- **Seçilen Metin**
BEFORE TRILOGY



HER İZLEDİĞİMDE AYRI AYRI BEN'LERİMİ HATIRLIYORUM. FARKLI ZAMANLARDA OLDUĞUM İNSANI VE DÜŞÜNDÜĞÜM ŞEYLERİ..




 - Hadi artık şu Before üçlemesini yazalım! 

Öncelikle Before üçlemesinin yaratıcısı olan Richard Linklater abimizi tanıyalım. Kendisi Amerika'lı yönetmen, film yapımcısı, senarist ve oyuncudur. Yönetmen koltuğuna ilk olarak 1988 yılında It's Impossible to Learn to Plow by Reading Books adlı yapımda oturdu. Sonrasında ise Slacker, Dazed and Confused, SubUrbia, The Newton Boys, Waking Life, Tape adlı yapımların yönetmenliklerini yaptı. 

Before serisi, tekrar tekrar izlemekten zevk aldığım, oldukça derin manalar ve felsefi - sosyolojik içeriklere sahip olan bir film serisi. İster istemez o sohbetin güzelliğine ve naifliğine kapılıp, onları dinleyerek eşlik ediyorsunuz. Üç filmde de iki karakteri uzun uzadıya takip eden plan sekansların sinematografiye damga vurması da kaçınılmaz bir hal alıyor.


1. SERİ 
Filmin başrollerini Julie Delpy ve Ethan Hawke paylaşıyor. Before Sunrise (Gün Doğmadan Önce), yolları bir yolculuk esnasında kesişen bir kadın ve erkeğin hikayesini konu ediniyor. Avrupa yolculuğu sırasında trende karşılaşıp tanışan iki farklı insan, Jesse ve Celine bu yolculuğu oldukça sıradışı bir şekilde aktarıyorlar bize. Viyana şehrindeyken trenden inmeye ve birlikte şehrin sokaklarında bir gün gezmeye karar veren ikili, bize eşsiz bir manzaranın kapılarını açıyor. Bu küçük gezinti esnasında birbirlerine karşı bir şeyler hissetseler de bunu ne yazık ki pek de dile getirdikleri söylenemez. Zaten bazı şeylerden emin olmak bazen zor değil midir? 👀



Film genel olarak diyaloglar üzerinden verilen mesajlar, bazen de Celine'in felsefi yaklaşımları ile ilerliyor. Eğer dikkatli bir izleyiciyseniz ara diyaloglarda ilginizi çekecek mesajlar yakalamanız mümkün. Before Sunrise filmi benim için nedenini bilmediğim bir şekilde özel ve anlamlı. Zaten büyüsü kaçar diye neden bu filmi bu kadar sevdiğimi düşünmedim bile. Plakçı dükkanının dinleme odasında "come here" çalarken birbirlerinden gözlerini kaçırmaları bile görülmeye değer. Sanırım bu benim filme yaklaşımımla da ilgili olabilir ama "aşkın saf hali" denilen kavramı yansıttığını düşündüğüm için de görülmeye değer kılmış bulabilirim kim bilir.

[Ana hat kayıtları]
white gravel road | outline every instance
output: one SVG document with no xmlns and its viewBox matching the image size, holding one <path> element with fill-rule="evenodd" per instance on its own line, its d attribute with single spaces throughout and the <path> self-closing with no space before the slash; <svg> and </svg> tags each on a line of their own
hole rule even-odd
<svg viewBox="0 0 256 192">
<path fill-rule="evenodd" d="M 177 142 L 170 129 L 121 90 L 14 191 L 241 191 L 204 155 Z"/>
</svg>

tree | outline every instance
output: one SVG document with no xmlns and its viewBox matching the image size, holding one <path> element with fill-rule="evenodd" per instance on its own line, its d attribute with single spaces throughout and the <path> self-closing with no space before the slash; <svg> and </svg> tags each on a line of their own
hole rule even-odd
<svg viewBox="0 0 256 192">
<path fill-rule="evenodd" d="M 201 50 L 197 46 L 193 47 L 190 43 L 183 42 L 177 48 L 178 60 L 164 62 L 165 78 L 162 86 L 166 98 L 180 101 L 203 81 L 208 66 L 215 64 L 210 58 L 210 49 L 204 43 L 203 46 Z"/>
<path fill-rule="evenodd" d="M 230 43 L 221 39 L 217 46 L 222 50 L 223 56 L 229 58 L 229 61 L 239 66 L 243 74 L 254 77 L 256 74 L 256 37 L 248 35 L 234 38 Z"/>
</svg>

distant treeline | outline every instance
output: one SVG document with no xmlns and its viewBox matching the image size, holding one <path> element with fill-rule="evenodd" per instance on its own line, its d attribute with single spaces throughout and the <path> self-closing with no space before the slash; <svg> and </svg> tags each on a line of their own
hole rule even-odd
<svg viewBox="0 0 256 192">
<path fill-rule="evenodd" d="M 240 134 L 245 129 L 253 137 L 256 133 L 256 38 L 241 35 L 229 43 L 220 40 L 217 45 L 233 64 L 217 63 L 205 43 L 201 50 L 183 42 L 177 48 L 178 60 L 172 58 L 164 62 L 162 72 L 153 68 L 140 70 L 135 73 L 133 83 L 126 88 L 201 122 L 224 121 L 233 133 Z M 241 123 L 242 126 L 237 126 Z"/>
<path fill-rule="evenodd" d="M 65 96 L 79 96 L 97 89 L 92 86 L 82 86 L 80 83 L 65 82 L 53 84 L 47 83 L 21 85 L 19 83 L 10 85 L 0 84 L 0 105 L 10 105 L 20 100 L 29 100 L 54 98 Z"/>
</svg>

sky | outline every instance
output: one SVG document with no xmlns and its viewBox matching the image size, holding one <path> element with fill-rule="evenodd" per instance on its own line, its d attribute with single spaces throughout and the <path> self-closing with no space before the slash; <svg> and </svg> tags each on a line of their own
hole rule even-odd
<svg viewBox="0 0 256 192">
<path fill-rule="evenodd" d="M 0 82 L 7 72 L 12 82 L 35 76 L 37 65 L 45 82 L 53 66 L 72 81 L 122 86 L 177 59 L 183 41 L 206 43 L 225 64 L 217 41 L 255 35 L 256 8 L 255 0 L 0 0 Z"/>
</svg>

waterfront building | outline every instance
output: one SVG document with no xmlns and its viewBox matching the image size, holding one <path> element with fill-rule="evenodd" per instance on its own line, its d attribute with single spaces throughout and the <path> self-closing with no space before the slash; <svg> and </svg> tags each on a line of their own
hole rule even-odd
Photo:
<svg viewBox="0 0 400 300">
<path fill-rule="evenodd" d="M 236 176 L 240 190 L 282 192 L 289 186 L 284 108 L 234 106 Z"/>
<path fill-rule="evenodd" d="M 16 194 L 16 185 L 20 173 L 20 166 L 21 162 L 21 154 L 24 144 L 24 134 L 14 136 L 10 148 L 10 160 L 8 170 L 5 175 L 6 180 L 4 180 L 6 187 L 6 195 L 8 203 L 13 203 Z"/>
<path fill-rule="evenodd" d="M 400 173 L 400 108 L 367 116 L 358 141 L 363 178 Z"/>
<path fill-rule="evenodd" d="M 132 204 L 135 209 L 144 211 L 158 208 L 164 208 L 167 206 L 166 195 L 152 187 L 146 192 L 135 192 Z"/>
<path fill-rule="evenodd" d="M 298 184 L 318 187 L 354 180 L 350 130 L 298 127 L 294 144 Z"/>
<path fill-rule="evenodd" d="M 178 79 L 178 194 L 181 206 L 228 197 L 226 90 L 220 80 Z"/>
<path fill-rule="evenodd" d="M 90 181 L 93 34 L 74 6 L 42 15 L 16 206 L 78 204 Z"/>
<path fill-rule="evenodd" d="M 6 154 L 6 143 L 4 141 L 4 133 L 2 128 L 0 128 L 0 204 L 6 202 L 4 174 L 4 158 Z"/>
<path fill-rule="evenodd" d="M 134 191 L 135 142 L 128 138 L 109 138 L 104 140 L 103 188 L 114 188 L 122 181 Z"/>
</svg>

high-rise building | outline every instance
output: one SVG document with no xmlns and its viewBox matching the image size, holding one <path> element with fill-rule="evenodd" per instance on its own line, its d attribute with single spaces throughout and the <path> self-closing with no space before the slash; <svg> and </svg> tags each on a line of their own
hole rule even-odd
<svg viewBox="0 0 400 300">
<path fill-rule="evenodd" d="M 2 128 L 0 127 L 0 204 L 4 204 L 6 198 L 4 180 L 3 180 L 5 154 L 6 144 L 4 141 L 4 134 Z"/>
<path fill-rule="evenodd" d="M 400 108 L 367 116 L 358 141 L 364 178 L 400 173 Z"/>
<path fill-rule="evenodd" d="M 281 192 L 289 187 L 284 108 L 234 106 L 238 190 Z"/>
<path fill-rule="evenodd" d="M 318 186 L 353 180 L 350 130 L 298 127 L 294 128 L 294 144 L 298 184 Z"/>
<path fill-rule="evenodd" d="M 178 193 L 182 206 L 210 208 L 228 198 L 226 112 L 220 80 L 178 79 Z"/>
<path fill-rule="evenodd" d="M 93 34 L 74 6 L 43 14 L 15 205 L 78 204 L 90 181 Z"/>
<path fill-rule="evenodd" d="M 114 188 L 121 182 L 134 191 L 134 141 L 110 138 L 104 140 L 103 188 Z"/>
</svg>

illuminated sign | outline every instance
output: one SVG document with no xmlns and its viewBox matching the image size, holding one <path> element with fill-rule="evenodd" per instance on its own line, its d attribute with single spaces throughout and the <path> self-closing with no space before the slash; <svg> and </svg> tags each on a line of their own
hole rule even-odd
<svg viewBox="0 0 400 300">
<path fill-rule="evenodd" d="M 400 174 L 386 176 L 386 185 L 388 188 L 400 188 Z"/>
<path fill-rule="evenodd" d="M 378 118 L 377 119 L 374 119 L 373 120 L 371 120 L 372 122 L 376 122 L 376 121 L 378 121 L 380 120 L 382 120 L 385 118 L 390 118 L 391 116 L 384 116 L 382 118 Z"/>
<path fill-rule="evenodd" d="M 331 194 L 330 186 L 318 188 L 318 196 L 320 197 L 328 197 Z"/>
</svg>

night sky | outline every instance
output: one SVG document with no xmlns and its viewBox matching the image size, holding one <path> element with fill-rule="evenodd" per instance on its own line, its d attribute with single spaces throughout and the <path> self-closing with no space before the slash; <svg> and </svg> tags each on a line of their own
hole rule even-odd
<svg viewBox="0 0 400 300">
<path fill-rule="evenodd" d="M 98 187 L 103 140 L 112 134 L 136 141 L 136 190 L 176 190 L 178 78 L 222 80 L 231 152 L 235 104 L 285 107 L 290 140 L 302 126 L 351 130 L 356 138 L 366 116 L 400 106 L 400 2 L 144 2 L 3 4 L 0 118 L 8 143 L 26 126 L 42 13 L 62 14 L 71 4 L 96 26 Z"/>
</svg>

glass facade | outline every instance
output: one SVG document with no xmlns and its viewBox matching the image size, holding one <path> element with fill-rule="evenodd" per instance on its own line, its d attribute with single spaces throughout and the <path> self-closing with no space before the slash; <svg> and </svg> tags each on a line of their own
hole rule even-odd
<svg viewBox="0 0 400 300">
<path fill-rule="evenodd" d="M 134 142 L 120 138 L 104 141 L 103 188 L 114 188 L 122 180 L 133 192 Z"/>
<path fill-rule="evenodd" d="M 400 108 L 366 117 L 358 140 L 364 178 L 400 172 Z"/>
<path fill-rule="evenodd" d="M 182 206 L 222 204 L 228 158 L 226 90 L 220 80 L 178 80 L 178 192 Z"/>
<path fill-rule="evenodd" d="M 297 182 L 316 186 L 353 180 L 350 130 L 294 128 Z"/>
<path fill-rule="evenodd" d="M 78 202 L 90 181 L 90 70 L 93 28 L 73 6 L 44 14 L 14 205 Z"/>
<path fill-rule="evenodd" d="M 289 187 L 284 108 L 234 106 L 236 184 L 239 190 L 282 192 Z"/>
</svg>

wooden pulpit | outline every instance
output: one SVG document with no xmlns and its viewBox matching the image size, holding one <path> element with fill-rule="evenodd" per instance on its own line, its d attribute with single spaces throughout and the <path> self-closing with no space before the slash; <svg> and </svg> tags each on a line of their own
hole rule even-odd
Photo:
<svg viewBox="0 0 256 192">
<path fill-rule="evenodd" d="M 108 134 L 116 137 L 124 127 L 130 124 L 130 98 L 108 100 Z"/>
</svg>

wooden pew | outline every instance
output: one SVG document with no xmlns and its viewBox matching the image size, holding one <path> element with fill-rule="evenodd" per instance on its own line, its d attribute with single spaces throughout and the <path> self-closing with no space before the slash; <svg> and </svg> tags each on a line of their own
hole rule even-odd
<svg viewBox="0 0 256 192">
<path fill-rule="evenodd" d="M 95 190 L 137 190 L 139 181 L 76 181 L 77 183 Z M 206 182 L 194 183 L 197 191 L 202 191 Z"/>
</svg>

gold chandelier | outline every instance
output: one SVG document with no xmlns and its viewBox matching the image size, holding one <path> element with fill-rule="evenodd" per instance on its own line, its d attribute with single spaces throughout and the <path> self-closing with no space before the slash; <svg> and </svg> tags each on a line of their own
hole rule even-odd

- **Yönerge**
Before üçlemesini anlatan metinde "Öncelikle Before üçlemesinin" ifadesinden aşağıya, "bir hal alıyor." ifadesine kadar her şeyi, "senarist" ifadesini "senaryo yazarı" ile değiştirerek yeniden yazınız. Yalnızca metinden yararlanınız.

- **Doğru Sonuç**
Öncelikle Before üçlemesinin yaratıcısı olan Richard Linklater abimizi tanıyalım. Kendisi Amerika'lı yönetmen, film yapımcısı, senaryo yazarı ve oyuncudur. Yönetmen koltuğuna ilk olarak 1988 yılında It's Impossible to Learn to Plow by Reading Books adlı yapımda oturdu. Sonrasında ise Slacker, Dazed and Confused, SubUrbia, The Newton Boys, Waking Life, Tape adlı yapımların yönetmenliklerini yaptı. 

Before serisi, tekrar tekrar izlemekten zevk aldığım, oldukça derin manalar ve felsefi - sosyolojik içeriklere sahip olan bir film serisi. İster istemez o sohbetin güzelliğine ve naifliğine kapılıp, onları dinleyerek eşlik ediyorsunuz. Üç filmde de iki karakteri uzun uzadıya takip eden plan sekansların sinematografiye damga vurması da kaçınılmaz bir hal alıyor.